| Data listing |
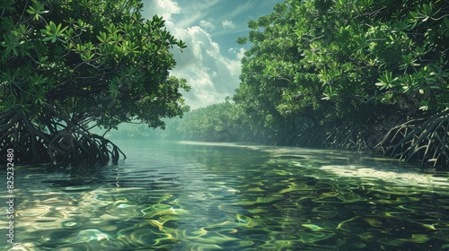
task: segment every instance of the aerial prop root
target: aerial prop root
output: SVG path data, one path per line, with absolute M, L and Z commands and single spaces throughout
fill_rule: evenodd
M 405 161 L 412 160 L 421 166 L 449 164 L 449 111 L 427 117 L 411 118 L 392 127 L 376 145 L 385 155 Z

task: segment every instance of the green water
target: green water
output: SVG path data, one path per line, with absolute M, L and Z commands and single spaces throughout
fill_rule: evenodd
M 4 227 L 0 247 L 449 250 L 447 173 L 351 151 L 117 143 L 117 166 L 16 168 L 15 245 Z

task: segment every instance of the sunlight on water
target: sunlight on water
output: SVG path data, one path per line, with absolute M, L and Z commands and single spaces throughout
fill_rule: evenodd
M 350 151 L 119 143 L 117 166 L 18 169 L 16 245 L 2 247 L 449 249 L 447 173 Z

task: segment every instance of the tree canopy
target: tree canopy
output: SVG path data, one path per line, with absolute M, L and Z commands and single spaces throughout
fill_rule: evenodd
M 449 161 L 447 1 L 287 0 L 248 26 L 233 100 L 261 135 Z
M 0 151 L 16 161 L 107 161 L 118 148 L 89 133 L 181 116 L 185 80 L 170 49 L 186 47 L 137 0 L 2 1 Z

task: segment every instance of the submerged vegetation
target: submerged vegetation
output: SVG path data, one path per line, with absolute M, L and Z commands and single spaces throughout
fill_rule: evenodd
M 287 0 L 249 28 L 233 102 L 191 112 L 165 137 L 449 166 L 447 1 Z
M 2 1 L 0 152 L 16 163 L 105 163 L 121 151 L 92 126 L 150 127 L 181 116 L 184 80 L 169 76 L 184 48 L 143 4 Z M 8 151 L 9 152 L 9 151 Z M 4 161 L 2 159 L 0 161 Z
M 117 160 L 119 150 L 89 126 L 139 121 L 168 130 L 130 125 L 120 134 L 368 150 L 449 166 L 445 0 L 286 0 L 238 39 L 251 48 L 235 95 L 170 120 L 187 110 L 180 91 L 189 86 L 169 76 L 168 49 L 185 45 L 161 18 L 144 22 L 140 1 L 8 3 L 0 151 L 17 149 L 19 161 Z

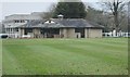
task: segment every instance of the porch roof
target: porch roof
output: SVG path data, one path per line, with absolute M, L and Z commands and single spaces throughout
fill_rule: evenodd
M 87 28 L 103 28 L 102 25 L 82 20 L 82 18 L 52 18 L 54 23 L 46 23 L 46 21 L 30 21 L 27 24 L 21 25 L 18 27 L 28 27 L 28 28 L 34 28 L 34 27 L 52 27 L 52 28 L 62 28 L 62 27 L 87 27 Z

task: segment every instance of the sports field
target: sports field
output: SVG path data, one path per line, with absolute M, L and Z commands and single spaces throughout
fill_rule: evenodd
M 128 39 L 4 39 L 3 75 L 127 75 Z

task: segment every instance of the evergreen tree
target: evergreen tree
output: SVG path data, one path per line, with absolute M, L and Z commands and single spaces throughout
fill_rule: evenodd
M 86 7 L 81 1 L 78 2 L 58 2 L 53 17 L 58 14 L 64 15 L 65 18 L 84 18 L 87 15 Z

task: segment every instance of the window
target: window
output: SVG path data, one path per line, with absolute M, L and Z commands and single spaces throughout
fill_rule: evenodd
M 25 21 L 24 21 L 24 20 L 21 20 L 21 23 L 25 23 Z

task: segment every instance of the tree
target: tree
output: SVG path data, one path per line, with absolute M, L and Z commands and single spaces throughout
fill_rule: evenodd
M 114 1 L 105 2 L 105 5 L 112 11 L 114 17 L 114 24 L 115 24 L 114 28 L 118 31 L 120 25 L 119 16 L 126 3 L 120 0 L 114 0 Z
M 58 14 L 63 14 L 65 18 L 84 18 L 87 16 L 86 7 L 81 1 L 65 1 L 57 3 L 53 17 L 57 17 Z
M 56 8 L 56 4 L 55 3 L 52 3 L 50 5 L 50 8 L 48 9 L 48 12 L 43 12 L 40 16 L 43 18 L 43 20 L 50 20 L 53 17 L 53 13 L 55 11 L 55 8 Z

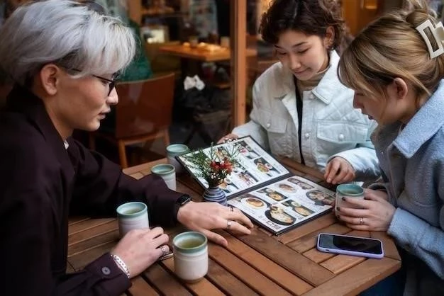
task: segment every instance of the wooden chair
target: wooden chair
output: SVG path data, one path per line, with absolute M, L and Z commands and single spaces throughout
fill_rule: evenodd
M 170 144 L 174 74 L 116 86 L 119 103 L 116 106 L 115 127 L 100 128 L 89 135 L 89 147 L 101 137 L 117 144 L 121 166 L 128 167 L 126 147 L 162 137 Z

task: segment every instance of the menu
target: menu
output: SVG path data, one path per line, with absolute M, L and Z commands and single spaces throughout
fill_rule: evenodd
M 228 205 L 238 207 L 273 234 L 280 234 L 331 210 L 334 192 L 294 176 L 250 137 L 213 149 L 222 159 L 232 150 L 231 145 L 239 151 L 239 164 L 219 187 L 226 192 Z M 211 149 L 203 152 L 209 155 Z M 183 156 L 177 157 L 202 187 L 208 187 L 204 179 L 196 176 L 196 171 Z

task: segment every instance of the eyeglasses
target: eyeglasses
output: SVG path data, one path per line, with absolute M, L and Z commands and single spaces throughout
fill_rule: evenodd
M 109 84 L 108 84 L 108 87 L 109 87 L 109 91 L 108 91 L 108 96 L 109 96 L 109 95 L 111 94 L 111 92 L 113 91 L 113 89 L 114 89 L 114 87 L 116 86 L 116 80 L 108 79 L 107 78 L 101 77 L 100 76 L 94 75 L 94 74 L 91 76 L 94 77 L 98 78 L 101 80 L 103 80 L 104 81 L 109 82 Z
M 75 71 L 77 72 L 81 72 L 78 69 L 72 69 L 72 71 Z M 98 75 L 94 75 L 94 74 L 91 74 L 91 76 L 92 76 L 93 77 L 96 77 L 104 81 L 106 81 L 109 83 L 109 84 L 108 84 L 108 86 L 109 87 L 109 90 L 108 91 L 108 95 L 107 95 L 107 96 L 109 96 L 109 95 L 111 94 L 111 92 L 113 91 L 113 89 L 114 89 L 114 87 L 116 86 L 116 81 L 118 78 L 119 73 L 118 72 L 118 73 L 115 73 L 114 74 L 113 74 L 113 79 L 109 79 L 107 78 L 102 77 Z

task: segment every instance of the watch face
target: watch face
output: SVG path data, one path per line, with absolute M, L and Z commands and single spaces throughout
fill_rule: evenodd
M 184 194 L 180 198 L 179 198 L 179 199 L 177 200 L 177 203 L 179 204 L 180 205 L 184 205 L 184 204 L 186 204 L 191 200 L 192 200 L 191 196 L 189 196 L 188 194 Z

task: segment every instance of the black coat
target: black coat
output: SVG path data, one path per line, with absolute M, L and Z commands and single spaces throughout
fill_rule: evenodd
M 74 140 L 67 142 L 67 149 L 43 101 L 16 87 L 0 113 L 1 295 L 119 295 L 129 288 L 109 254 L 65 273 L 70 214 L 111 217 L 118 205 L 140 200 L 150 224 L 176 223 L 182 194 L 162 178 L 136 181 Z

| Your instructions |
All entries must be written out again exactly as given, with no pictures in the copy.

| The solution |
task: segment every instance of the aerial prop root
target: aerial prop root
output: SVG path data, one path per line, with absolute M, L and Z commands and single spaces throughout
fill_rule: evenodd
M 405 161 L 412 160 L 421 166 L 449 164 L 449 111 L 427 117 L 411 118 L 392 127 L 376 145 L 385 155 Z

task: segment every instance of the green water
target: green water
output: SVG path data, one path per line, with absolute M, L and Z commands and single spaces throughout
fill_rule: evenodd
M 4 227 L 0 247 L 449 250 L 447 173 L 351 151 L 117 143 L 117 166 L 16 168 L 15 245 Z

task: segment every instance of the sunlight on water
target: sunlight on water
output: SVG path data, one path per line, with absolute M, L and Z commands and single spaces throughout
fill_rule: evenodd
M 350 151 L 119 143 L 117 166 L 18 169 L 16 245 L 2 247 L 449 249 L 447 173 Z

task: segment every instance of the tree canopy
target: tree canopy
output: SVG path data, one path per line, with absolute M, L and Z commands and single spaces throughout
fill_rule: evenodd
M 449 161 L 447 1 L 287 0 L 248 26 L 233 100 L 261 135 Z
M 0 151 L 16 161 L 107 161 L 118 148 L 89 133 L 181 116 L 185 80 L 170 49 L 186 47 L 137 0 L 2 1 Z

task: segment every instance of the submerged vegetation
target: submerged vegetation
output: SVG path data, one path per line, with absolute M, L and Z commands and single spaces throughout
fill_rule: evenodd
M 287 0 L 249 28 L 233 102 L 191 112 L 165 137 L 449 166 L 447 1 Z
M 2 1 L 0 152 L 16 163 L 105 163 L 121 151 L 92 126 L 150 127 L 181 116 L 184 80 L 169 76 L 184 48 L 143 4 Z M 8 151 L 9 152 L 9 151 Z M 4 161 L 2 159 L 0 161 Z
M 117 160 L 119 150 L 89 126 L 139 121 L 168 130 L 130 125 L 120 134 L 368 150 L 449 166 L 445 0 L 286 0 L 238 39 L 251 48 L 235 95 L 170 120 L 187 110 L 180 91 L 189 86 L 169 76 L 168 49 L 185 45 L 161 18 L 144 22 L 140 1 L 8 3 L 0 151 L 17 149 L 19 161 Z

task: segment every instance of the porch roof
target: porch roof
output: SVG path data, one path per line, with absolute M, L and Z commands and single spaces throughout
fill_rule: evenodd
M 87 28 L 103 28 L 102 25 L 82 20 L 82 18 L 52 18 L 54 23 L 46 23 L 46 21 L 30 21 L 27 24 L 21 25 L 18 27 L 28 27 L 28 28 L 34 28 L 34 27 L 52 27 L 52 28 L 62 28 L 62 27 L 87 27 Z

task: segment every instance of the sports field
target: sports field
output: SVG path data, one path per line, with absolute M, L and Z commands and single spaces throughout
fill_rule: evenodd
M 128 39 L 4 39 L 3 75 L 127 75 Z

task: segment every instance of the evergreen tree
target: evergreen tree
output: SVG path data, one path per line, with absolute M, L and Z commands and single spaces throughout
fill_rule: evenodd
M 86 7 L 81 1 L 78 2 L 58 2 L 53 17 L 58 14 L 64 15 L 65 18 L 84 18 L 87 15 Z

task: segment every instance of the window
target: window
output: SVG path data, one path per line, with absolute M, L and Z commands and single spaces throughout
fill_rule: evenodd
M 25 21 L 24 21 L 24 20 L 21 20 L 21 23 L 25 23 Z

task: segment every instance of the tree
target: tree
output: SVG path data, one path per line, with absolute M, L and Z commands and single spaces throughout
fill_rule: evenodd
M 114 1 L 105 2 L 105 5 L 112 11 L 114 17 L 114 24 L 115 24 L 114 28 L 118 31 L 120 25 L 119 16 L 126 3 L 120 0 L 114 0 Z
M 58 14 L 63 14 L 65 18 L 84 18 L 87 16 L 86 7 L 81 1 L 65 1 L 57 3 L 53 17 L 57 17 Z
M 56 8 L 56 4 L 55 3 L 52 3 L 50 5 L 50 8 L 48 9 L 48 12 L 43 12 L 40 16 L 43 18 L 43 20 L 50 20 L 53 17 L 53 13 L 55 11 L 55 8 Z

task: segment every instance of the wooden chair
target: wooden chair
output: SVG path data, one path per line, with absolute M, L and Z commands and single spaces throughout
fill_rule: evenodd
M 170 144 L 174 74 L 116 86 L 119 103 L 116 106 L 115 127 L 100 128 L 89 135 L 89 147 L 101 137 L 117 144 L 121 166 L 128 167 L 126 147 L 162 137 Z

task: segment every instance of the menu
target: menu
output: SVG path data, one path per line, with absolute M, L and Z commands and single spaces throughout
fill_rule: evenodd
M 228 205 L 238 207 L 273 234 L 280 234 L 331 210 L 334 192 L 294 176 L 250 137 L 213 149 L 222 159 L 232 150 L 231 145 L 239 151 L 239 164 L 219 187 L 226 192 Z M 211 149 L 203 152 L 209 155 Z M 183 156 L 177 157 L 202 187 L 208 187 L 204 179 L 196 176 L 196 171 Z

task: segment every instance of the eyeglasses
target: eyeglasses
output: SVG path data, one path per line, with absolute M, L and Z commands and single spaces throughout
fill_rule: evenodd
M 109 84 L 108 84 L 108 87 L 109 87 L 109 91 L 108 91 L 108 96 L 109 96 L 109 95 L 111 94 L 111 92 L 113 91 L 113 89 L 114 89 L 114 87 L 116 86 L 116 80 L 108 79 L 107 78 L 101 77 L 100 76 L 94 75 L 94 74 L 91 76 L 94 77 L 98 78 L 101 80 L 103 80 L 104 81 L 109 82 Z
M 75 71 L 77 72 L 81 72 L 78 69 L 72 69 L 72 71 Z M 98 75 L 94 75 L 94 74 L 91 74 L 91 76 L 92 76 L 93 77 L 96 77 L 104 81 L 106 81 L 109 83 L 109 84 L 108 84 L 108 86 L 109 87 L 109 90 L 108 91 L 108 95 L 107 95 L 107 96 L 109 96 L 109 95 L 111 94 L 111 92 L 113 91 L 113 89 L 114 89 L 114 87 L 116 86 L 116 81 L 118 78 L 119 73 L 118 72 L 118 73 L 115 73 L 114 74 L 113 74 L 113 79 L 109 79 L 107 78 L 102 77 Z

task: segment every instance of the watch face
target: watch face
output: SVG path data, one path per line, with absolute M, L and Z commands and single spaces throughout
fill_rule: evenodd
M 184 194 L 180 198 L 179 198 L 179 199 L 177 200 L 177 203 L 179 204 L 180 205 L 184 205 L 184 204 L 186 204 L 191 200 L 192 200 L 191 196 L 189 196 L 188 194 Z

task: segment every instance of the black coat
target: black coat
output: SVG path data, one path per line, with absolute M, L and Z commands and single spaces throughout
fill_rule: evenodd
M 74 140 L 67 142 L 67 149 L 43 101 L 16 87 L 0 113 L 1 295 L 119 295 L 129 288 L 109 254 L 65 273 L 70 214 L 111 217 L 118 205 L 140 200 L 150 224 L 176 223 L 182 194 L 162 178 L 136 181 Z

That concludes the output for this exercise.